◆ Your tasks
- 1) According to the article on YouTube beauty gurus, what was Michelle Phan's channel called when she posted her first natural makeup tutorial?
- 2) Continue the article on YouTube beauty gurus from its last sentence.

◆ Selected excerpt
------------------------------------

These YouTube beauty creators rack in millions upon millions of views for in-depth makeup tutorials and now the more casual “Chit Chat Get Ready With Me”. As the platform grew into careers, the distinctions between YouTube beauty gurus and lifestyle influencers became clear.
What is a YouTube Beauty Guru?
A YouTube beauty guru is a content creator that makes videos surrounding beauty and lifestyle. In the early days of YouTube, creators like Bethany Mota and Meredith Foster were considered beauty gurus even though their content branched out into fashion and DIY videos along with YouTube challenges and Q&As.
YouTube beauty creators were dubbed “beauty gurus” for their seemingly effortless ways of developing style and perfect skin. The term “guru” began as a slight shade toward the superficially perfect beauty influencers such as Dulce Candy, Michelle Phan, Tati Westbrook, and Zoella, but the term evolved into the career many people recognize today.
Now, it is less clothing hauls and “boyfriend does my makeup” videos, and instead more full-glam content and product reviews that define this creator niche. The new generation of YouTube viewers crave videos that cater to their everyday needs and their love for the art of makeup.
Want to learn more about internet history? Read about the evolution of YouTube reaction channels here.
The First YouTube Beauty Guru
On May 20th, 2007, Michelle Phan was just a regular college student. She had received her laptop through her school and decided to film a natural makeup tutorial on her small YouTube channel, then titled “Ricebunny”.
The video now has over 12 million views and continues to gain views from fans tapping into their nostalgia. One user reminisced, “I was only 9 when this video came out, and now I am 23.”

------------------------------------

◆ Dataset section
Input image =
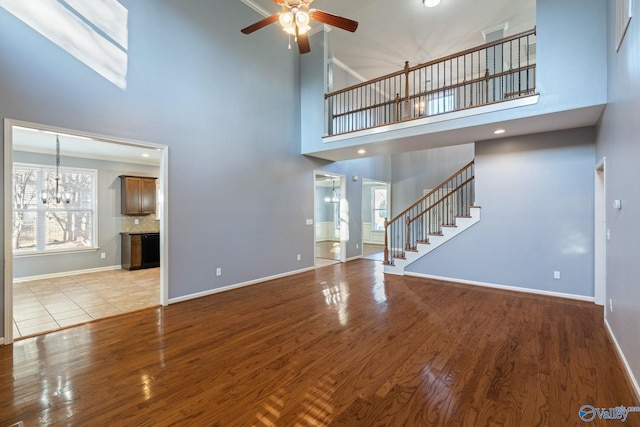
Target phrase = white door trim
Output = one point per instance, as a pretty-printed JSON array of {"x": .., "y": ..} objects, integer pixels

------------------------------------

◆ Per-task outputs
- 1) "Ricebunny"

- 2)
Now in 2022, Michelle Phan has garnered over a billion YouTube views and amassed nearly 9 million subscribers. In a recent live stream on her YouTube channel, she talks about the struggles of creating her brand and encourages new creators to “[k]now your worth! You’re allowed to make money, you’re allowed to earn a living.”
Michelle Phan goes on to talk about the earlier days of YouTube before the transparency between creators and their followers regarding an influencer’s earning power. Now it is common knowledge that influencers like Kylie Jenner can earn millions on a single Instagram post.
See a full breakdown of modern creators’ earning power in our report, compiling data from the creators themselves.
Before influencing grew as a respectable industry, Michelle Phan recounts being shamed by fans for taking a Lancome sponsorship: “It was the very makeup counter that rejected me in the beginning, and I had this incredible full circle story, I was so excited. And so when I did the announcement video, people were sh*tting on me, saying I sold out, how dare I. And I remember that traumatized me for years, I felt like I [couldn’t] take any money, then.”
In present-day 2022, Phan wants this new generation of creators to recognize their worth and their value for a brand.
YouTube Beauty Guru: From 2013 to 2016
In the mid-2010s, the online beauty community revealed a divide.
In one Tana Mongeau video, Shane Dawson casually asked her how she managed to stay out of the YouTube beauty guru drama. To which Mongeau responded back, “Do you mean like Nikita, Gabriel, like that side? Or the Alisha Marie and Niki & Gabi side? Like there are two sides, ya know?”
The shift began with the definition and further focus on beauty and makeup-based content. Tati Westbrook, Laura Lee, and Nikita Dragun filmed more full glam content and were involved in the drama of 2018-2019. Whereas more brand-friendly creators such as Alisha Marie or Niki & Gabi produced content not exclusively tethered to makeup, but also lifestyle, DIYS, and random YouTube challenges.
Though the distinction is no longer necessarily tethered in online drama or “beef”, lifestyle vloggers who do makeup in addition to other content now define their own category and industry separate from the beauty gurus of today.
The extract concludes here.